Action item: Reproduce the passage on Russian criminal tattoos in full, word for word.

He published a Russian book on the tattoos in 2001 and later his work was re-published in English in two volumes of the Russian Criminal Tattoo Encyclopaedia.

Racist, graphically pornographic and violent images are common but apparently accurately reflect the vicious and oppressive nature of the prison camps. Others are political, some romantic, and many a combination of a number of these themes.

The images are satirical, offensive and disturbing both in their explicit content and their implicit meaning. While some are ‘earned’, others are forcibly applied and intended as punishments.

The tattoos are intended to reflect the life, status and experiences of the prisoner, and most importantly, they allow others to ‘read’ the person in the most literal sense.

The Russian criminal tattoo is a means of secret communication, an esoteric language of representational images which the thief’s body uses to inform the world of thieves about itself. This language resembles thieves’ argot and it performs a similar function – encoding secret thieves’ information to protect it from outsiders (fraera). In exactly the same way as argot endows standard, neutral words with ‘strictly professional’ meanings, the tattoo also conveys ‘secret’ symbolic knowledge through the use of ordinary allegorical images which at first glance seem familiar to everyone. Even the tattoo ‘Heil Hitler!’, when applied to the body of a Russian ‘legitimate thief’ (vor v zakone) may have absolutely nothing to do with Hitler or National Socialism in general. As a rule it is a sign of a thief’s attitude of denial (otritsalovka) or the symbol of a refusal to submit to the prison and camp administration and also, in a broader sense, a total refusal to cooperate in any way with the Soviet authorities. (p33, Russian Criminal Tattoo Encyclopaedia Vol II).

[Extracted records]

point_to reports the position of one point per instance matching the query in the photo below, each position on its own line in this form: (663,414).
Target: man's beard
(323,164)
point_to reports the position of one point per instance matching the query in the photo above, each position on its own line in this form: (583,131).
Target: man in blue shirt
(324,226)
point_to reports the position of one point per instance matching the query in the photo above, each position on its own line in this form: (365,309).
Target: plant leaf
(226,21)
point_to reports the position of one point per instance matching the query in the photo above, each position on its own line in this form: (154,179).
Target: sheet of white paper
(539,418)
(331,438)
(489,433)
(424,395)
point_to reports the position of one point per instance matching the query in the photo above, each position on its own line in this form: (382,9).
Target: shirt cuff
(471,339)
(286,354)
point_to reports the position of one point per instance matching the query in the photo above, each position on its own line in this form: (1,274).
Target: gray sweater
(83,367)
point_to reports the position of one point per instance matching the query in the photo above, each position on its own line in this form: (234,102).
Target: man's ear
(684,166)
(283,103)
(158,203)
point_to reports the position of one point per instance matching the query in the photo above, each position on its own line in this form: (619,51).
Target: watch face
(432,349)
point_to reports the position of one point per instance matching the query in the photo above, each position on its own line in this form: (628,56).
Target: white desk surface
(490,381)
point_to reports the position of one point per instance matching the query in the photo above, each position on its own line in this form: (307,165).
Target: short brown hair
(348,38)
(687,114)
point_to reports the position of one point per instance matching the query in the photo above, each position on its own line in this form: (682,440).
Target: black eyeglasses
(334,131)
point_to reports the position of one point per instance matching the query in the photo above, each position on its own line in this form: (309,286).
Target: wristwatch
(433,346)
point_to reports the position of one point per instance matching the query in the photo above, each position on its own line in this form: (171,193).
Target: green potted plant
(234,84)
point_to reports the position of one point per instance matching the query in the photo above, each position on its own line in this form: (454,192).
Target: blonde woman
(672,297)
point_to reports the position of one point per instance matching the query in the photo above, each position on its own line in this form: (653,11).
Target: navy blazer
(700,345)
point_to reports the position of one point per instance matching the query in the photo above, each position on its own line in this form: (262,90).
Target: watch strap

Answer box:
He published a Russian book on the tattoos in 2001 and later his work was re-published in English in two volumes of the Russian Criminal Tattoo Encyclopaedia.

Racist, graphically pornographic and violent images are common but apparently accurately reflect the vicious and oppressive nature of the prison camps. Others are political, some romantic, and many a combination of a number of these themes.

The images are satirical, offensive and disturbing both in their explicit content and their implicit meaning. While some are ‘earned’, others are forcibly applied and intended as punishments.

The tattoos are intended to reflect the life, status and experiences of the prisoner, and most importantly, they allow others to ‘read’ the person in the most literal sense.

The Russian criminal tattoo is a means of secret communication, an esoteric language of representational images which the thief’s body uses to inform the world of thieves about itself. This language resembles thieves’ argot and it performs a similar function – encoding secret thieves’ information to protect it from outsiders (fraera). In exactly the same way as argot endows standard, neutral words with ‘strictly professional’ meanings, the tattoo also conveys ‘secret’ symbolic knowledge through the use of ordinary allegorical images which at first glance seem familiar to everyone. Even the tattoo ‘Heil Hitler!’, when applied to the body of a Russian ‘legitimate thief’ (vor v zakone) may have absolutely nothing to do with Hitler or National Socialism in general. As a rule it is a sign of a thief’s attitude of denial (otritsalovka) or the symbol of a refusal to submit to the prison and camp administration and also, in a broader sense, a total refusal to cooperate in any way with the Soviet authorities. (p33, Russian Criminal Tattoo Encyclopaedia Vol II).